[Task details]: Only lines containing the word "photo" belong in the answer; copy each one from the records.

Dataset entries:
= = = = = = =
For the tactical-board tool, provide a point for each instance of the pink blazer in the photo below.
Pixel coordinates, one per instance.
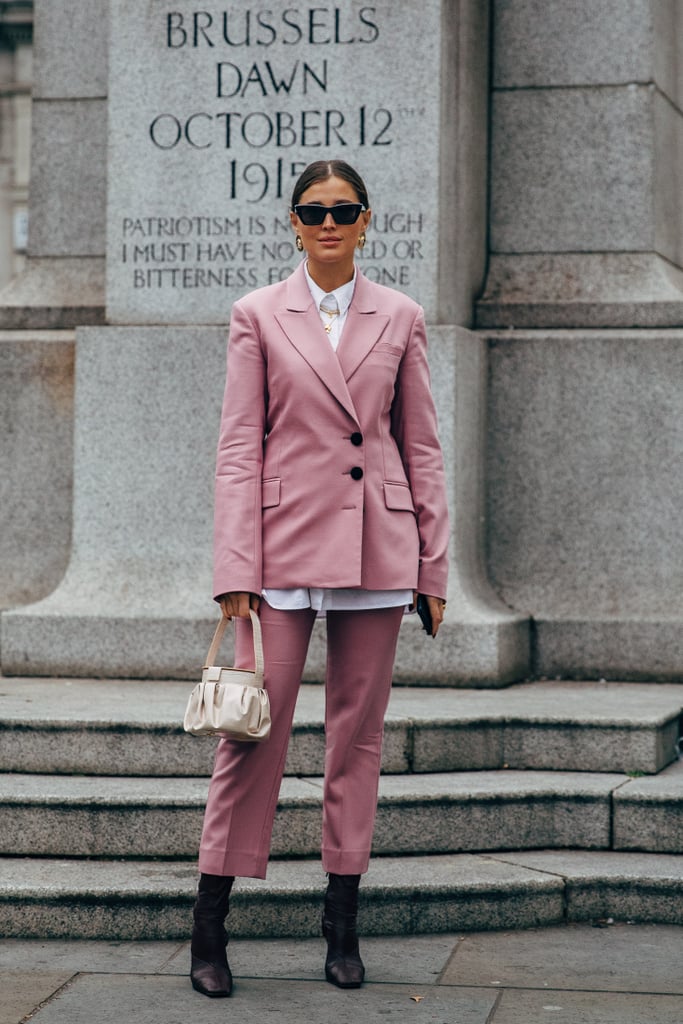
(329, 471)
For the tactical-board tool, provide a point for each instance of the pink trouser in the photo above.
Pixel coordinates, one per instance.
(245, 784)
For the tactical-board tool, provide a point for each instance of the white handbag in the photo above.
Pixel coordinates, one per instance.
(230, 702)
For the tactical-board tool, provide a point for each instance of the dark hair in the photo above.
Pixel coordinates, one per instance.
(323, 169)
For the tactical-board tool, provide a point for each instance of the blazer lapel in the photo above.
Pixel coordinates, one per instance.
(302, 326)
(363, 329)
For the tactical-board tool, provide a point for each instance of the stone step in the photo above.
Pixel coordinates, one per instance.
(130, 727)
(101, 816)
(648, 813)
(144, 900)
= = = = = = =
[Problem solution]:
For the tactical-board tool, provide a point for each instance of the pink blazer in the photo below.
For the tactical-board tool, provide a point for each instance of the pink trouser in the photo above.
For the tactical-board tool, provide a point for each instance of the white handbag in the photo above.
For the tactical-board tool, provide a point for each instance of the dark hair in the photo above.
For the tactical-board tool, provide a point for each instance of the blazer lapel in the photo above.
For the tactical-board tool, provide a point for each instance of the stone step in the photo above.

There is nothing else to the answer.